Unveiling I/O Riot NG — Part 3: under the hood

Published at 2026-05-16T18:00:00+03:00

This is the third and final post in the series. Part 1 is the demo-driven tour: what ior looks like, how the dashboard tabs work, how the live flamegraph reads, how filtering and recording behave. Part 2 covers the install dance for Rocky Linux 9 and the "compile once, run everywhere" portability story (eBPF, CO-RE, libbpfgo, static linking). This one is the part you read when you've got ior running and want to know what's actually in the data: the per-event schema, the safeguard that keeps syscall coverage current as new kernels ship, the integration test harness that proves it stays current, async-syscall caveats, and what to do with the parquet output once it's on disk.

I/O Riot NG on Codeberg

2026-05-08 Unveiling I/O Riot NG — Part 1: a guided tour
2026-05-11 Unveiling I/O Riot NG — Part 2: install and compile once, run everywhere
2026-05-17 Unveiling I/O Riot NG — Part 3: under the hood (You are currently reading this)

Unveiling I/O Riot NG — Part 3: under the hood
⇢ What ior actually captures per event
⇢ ⇢ Async syscalls and what "latency" means for them
⇢ Keeping up with new syscalls
⇢ ⇢ The integration test harness keeps the classifier honest
⇢ Querying a parquet trace with ClickHouse
⇢ Asking an AI to do the reading for you
⇢ What's new in v1.1.0
⇢ Wrapping up

What ior actually captures per event

Every traced syscall produces one row of structured data. The schema is what the parquet file (and the in-memory ring buffer behind the dashboard) stores, and it covers all the dimensions you'd want for a post-mortem:

seq: monotonically increasing sequence number, useful for joining/ordering across analysis tools.

Data ▸
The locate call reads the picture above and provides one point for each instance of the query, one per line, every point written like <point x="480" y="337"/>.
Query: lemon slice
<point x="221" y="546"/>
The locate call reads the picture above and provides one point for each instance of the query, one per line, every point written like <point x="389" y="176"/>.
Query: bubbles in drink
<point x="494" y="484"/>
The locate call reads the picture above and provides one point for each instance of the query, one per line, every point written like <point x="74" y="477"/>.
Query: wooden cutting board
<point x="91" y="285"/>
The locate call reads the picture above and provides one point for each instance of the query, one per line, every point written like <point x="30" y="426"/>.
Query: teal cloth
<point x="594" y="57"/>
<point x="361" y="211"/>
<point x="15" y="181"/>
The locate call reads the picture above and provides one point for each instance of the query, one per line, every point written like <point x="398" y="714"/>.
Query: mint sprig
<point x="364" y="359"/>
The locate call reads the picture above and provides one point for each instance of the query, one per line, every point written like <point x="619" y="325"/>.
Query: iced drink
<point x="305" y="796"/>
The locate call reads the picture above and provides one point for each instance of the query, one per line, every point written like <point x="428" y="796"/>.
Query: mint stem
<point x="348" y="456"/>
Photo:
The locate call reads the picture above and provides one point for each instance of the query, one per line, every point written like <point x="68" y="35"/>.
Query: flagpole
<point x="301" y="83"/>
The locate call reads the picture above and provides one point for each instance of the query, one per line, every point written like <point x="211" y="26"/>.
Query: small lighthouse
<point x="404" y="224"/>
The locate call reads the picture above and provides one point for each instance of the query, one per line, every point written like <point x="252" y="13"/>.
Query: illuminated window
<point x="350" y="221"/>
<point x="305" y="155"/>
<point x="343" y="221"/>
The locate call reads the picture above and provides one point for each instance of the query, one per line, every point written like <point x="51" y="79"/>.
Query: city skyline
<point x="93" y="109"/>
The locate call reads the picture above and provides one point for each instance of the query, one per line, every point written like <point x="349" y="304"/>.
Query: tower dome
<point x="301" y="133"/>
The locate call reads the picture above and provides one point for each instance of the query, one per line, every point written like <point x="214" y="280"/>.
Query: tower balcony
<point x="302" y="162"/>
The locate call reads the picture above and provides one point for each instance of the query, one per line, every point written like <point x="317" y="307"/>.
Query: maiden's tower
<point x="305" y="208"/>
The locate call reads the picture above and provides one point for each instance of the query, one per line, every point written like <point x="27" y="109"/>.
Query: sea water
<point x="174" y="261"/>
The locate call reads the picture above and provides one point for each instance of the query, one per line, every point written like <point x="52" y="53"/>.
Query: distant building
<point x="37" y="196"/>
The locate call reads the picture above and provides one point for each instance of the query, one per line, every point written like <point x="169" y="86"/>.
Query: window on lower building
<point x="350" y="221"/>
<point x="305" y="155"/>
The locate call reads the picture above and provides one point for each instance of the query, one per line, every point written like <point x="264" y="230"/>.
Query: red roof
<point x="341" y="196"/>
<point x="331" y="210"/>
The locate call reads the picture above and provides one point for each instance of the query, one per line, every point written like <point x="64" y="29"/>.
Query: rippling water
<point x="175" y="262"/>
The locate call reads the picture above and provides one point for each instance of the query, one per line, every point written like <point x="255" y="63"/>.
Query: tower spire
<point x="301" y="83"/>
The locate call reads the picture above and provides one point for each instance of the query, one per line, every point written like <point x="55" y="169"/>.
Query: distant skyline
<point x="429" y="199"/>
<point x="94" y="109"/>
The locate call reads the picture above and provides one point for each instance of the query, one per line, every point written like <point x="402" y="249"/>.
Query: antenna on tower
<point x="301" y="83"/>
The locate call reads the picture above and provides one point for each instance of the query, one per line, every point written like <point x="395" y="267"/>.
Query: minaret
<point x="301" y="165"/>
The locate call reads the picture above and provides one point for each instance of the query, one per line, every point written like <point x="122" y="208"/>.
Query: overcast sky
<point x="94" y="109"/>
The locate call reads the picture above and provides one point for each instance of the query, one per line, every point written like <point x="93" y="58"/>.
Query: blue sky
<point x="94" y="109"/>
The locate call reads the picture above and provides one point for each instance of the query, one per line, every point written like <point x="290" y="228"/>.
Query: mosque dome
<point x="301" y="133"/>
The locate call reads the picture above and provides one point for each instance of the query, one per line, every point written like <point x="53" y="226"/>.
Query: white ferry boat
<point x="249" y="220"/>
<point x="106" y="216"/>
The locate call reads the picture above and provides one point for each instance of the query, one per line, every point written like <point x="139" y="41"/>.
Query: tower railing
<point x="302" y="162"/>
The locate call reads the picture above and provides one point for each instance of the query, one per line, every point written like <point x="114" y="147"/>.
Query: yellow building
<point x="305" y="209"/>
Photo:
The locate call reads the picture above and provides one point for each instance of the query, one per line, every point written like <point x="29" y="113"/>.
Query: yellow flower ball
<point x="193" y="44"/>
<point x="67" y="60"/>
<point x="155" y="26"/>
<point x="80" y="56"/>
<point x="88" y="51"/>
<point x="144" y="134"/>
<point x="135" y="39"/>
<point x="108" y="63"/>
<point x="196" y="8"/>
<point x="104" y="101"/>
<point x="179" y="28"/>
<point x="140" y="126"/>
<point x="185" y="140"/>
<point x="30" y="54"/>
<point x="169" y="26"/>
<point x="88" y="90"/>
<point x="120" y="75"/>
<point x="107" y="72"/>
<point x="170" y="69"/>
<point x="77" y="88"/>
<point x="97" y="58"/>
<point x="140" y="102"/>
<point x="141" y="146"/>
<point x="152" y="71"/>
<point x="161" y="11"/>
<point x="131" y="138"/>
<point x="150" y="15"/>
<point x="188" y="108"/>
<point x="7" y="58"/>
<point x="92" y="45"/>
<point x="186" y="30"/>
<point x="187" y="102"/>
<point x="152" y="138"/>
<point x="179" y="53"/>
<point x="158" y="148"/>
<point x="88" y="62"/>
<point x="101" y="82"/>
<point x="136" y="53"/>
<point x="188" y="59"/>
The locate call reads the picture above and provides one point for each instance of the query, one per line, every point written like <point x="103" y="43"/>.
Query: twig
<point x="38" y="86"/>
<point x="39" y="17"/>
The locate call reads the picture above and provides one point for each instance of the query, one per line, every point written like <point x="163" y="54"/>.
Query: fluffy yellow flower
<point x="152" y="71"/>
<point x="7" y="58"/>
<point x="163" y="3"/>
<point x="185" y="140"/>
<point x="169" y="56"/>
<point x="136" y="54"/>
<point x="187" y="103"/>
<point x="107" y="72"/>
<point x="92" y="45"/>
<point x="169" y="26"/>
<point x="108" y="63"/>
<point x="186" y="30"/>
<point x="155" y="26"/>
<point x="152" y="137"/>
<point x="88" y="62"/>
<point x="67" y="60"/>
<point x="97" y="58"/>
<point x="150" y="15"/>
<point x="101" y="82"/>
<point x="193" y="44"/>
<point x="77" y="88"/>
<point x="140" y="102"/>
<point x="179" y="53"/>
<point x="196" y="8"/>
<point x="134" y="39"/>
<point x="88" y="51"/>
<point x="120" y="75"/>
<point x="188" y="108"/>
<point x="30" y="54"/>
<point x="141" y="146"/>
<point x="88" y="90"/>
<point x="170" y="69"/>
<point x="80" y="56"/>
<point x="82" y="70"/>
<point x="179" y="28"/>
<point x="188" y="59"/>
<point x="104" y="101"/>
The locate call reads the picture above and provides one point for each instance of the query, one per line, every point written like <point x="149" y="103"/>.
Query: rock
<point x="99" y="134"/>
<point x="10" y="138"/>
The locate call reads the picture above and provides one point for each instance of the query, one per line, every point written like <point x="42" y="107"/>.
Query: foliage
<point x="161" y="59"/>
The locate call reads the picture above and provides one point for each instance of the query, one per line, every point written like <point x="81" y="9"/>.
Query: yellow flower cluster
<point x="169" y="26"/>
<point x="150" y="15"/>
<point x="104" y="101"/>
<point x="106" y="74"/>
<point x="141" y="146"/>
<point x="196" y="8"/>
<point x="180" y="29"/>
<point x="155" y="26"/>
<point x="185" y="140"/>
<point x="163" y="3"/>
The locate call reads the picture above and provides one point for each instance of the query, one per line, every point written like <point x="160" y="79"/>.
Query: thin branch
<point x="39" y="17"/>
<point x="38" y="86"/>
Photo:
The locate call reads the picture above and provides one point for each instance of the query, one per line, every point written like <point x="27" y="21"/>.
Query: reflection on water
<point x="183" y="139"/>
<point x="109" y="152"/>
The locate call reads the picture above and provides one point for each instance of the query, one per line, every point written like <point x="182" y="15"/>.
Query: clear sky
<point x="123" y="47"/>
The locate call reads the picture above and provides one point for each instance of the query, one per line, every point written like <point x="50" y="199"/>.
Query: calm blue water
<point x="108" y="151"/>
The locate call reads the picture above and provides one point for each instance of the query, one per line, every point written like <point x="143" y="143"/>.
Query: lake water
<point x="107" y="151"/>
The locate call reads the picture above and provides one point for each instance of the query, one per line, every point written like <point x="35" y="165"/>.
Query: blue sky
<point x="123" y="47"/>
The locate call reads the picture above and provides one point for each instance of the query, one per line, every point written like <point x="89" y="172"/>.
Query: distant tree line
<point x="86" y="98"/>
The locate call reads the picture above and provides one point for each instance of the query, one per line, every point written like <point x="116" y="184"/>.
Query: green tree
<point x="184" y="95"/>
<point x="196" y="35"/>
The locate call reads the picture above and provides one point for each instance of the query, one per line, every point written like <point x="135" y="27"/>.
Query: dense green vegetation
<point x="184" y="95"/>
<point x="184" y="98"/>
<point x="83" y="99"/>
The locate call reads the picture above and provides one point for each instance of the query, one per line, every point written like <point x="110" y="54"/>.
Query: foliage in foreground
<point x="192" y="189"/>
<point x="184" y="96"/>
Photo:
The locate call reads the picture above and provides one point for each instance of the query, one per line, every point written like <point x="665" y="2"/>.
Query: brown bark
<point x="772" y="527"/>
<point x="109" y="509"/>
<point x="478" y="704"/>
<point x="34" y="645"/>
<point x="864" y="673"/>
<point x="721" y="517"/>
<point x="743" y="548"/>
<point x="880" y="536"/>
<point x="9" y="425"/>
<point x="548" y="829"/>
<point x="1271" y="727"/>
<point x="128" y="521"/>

Job A ▸
Edit the I/O Riot NG post: starting at the words "Every traced syscall" and stopping after "across analysis tools.", write that span out again with "ring buffer" changed to "queue".
Job B ▸
Please report, copied in full, each line in the rows that contains the string "yellow". Case counts.

Full response A ▸
Every traced syscall produces one row of structured data. The schema is what the parquet file (and the in-memory queue behind the dashboard) stores, and it covers all the dimensions you'd want for a post-mortem:

seq: monotonically increasing sequence number, useful for joining/ordering across analysis tools.

Full response B ▸
Query: yellow building
Query: yellow flower ball
Query: fluffy yellow flower
Query: yellow flower cluster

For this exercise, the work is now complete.